DETALHES DA TAREFA: Transcreva, por favor, sem nenhuma alteração, o trecho do texto fornecido que começa nas palavras "Joelmir Beting" e termina em "reajuste dos combustíveis.".

Joelmir Beting
Todo dia eu acordo com um não. E o dia todo eu corro atrás do sim.
Jorge Eduardo Junqueira de Oliveira, consultor de investimentos
De bom tamanho
Cada vez menos cético e menos amargo, o mercado financeiro acredita que a nova Selic de 22%, inaugurada ontem, tem combustível para a travessia de duas semanas, se tanto. Ela pode ser rebaixada para 19,75% antes da próxima reunião do Copom. Ou logo após a decisão do Fed sobre a taxa básica made in USA, na semana que vem. Houve quem apostasse em Selic de 20% para esta virada do semestre.
Algo inimaginável na semana do carnaval, na crista do choque cambial, com a taxa básica espetada no pico de 45%. O Copom, na garupa do viés de baixa, preferiu um corte cauteloso de 23% para 22%. Primeiro: é conveniente aguardar uma definição da taxa básica americana. Segundo: é preciso avaliar o impacto inflacionário do reajuste dos combustíveis.

DADOS FORNECIDOS:
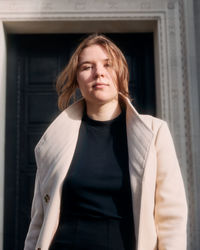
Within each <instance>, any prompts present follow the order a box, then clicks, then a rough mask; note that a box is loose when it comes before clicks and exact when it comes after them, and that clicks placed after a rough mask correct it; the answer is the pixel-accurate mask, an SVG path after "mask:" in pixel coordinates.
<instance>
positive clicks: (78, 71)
mask: <svg viewBox="0 0 200 250" xmlns="http://www.w3.org/2000/svg"><path fill="white" fill-rule="evenodd" d="M116 79H117V77H116V73H115V70H114V69H113V66H112V62H111V60H110V58H109V56H108V54H107V52H106V51H105V49H104V48H102V47H101V46H99V45H91V46H89V47H87V48H85V49H84V50H83V51H82V53H81V54H80V56H79V68H78V71H77V82H78V85H79V88H80V91H81V94H82V96H83V97H84V98H85V99H86V102H87V104H105V103H108V102H113V101H116V102H118V86H117V80H116Z"/></svg>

RESULTADO DA TAREFA:
Joelmir Beting
Todo dia eu acordo com um não. E o dia todo eu corro atrás do sim.
Jorge Eduardo Junqueira de Oliveira, consultor de investimentos
De bom tamanho
Cada vez menos cético e menos amargo, o mercado financeiro acredita que a nova Selic de 22%, inaugurada ontem, tem combustível para a travessia de duas semanas, se tanto. Ela pode ser rebaixada para 19,75% antes da próxima reunião do Copom. Ou logo após a decisão do Fed sobre a taxa básica made in USA, na semana que vem. Houve quem apostasse em Selic de 20% para esta virada do semestre.
Algo inimaginável na semana do carnaval, na crista do choque cambial, com a taxa básica espetada no pico de 45%. O Copom, na garupa do viés de baixa, preferiu um corte cauteloso de 23% para 22%. Primeiro: é conveniente aguardar uma definição da taxa básica americana. Segundo: é preciso avaliar o impacto inflacionário do reajuste dos combustíveis.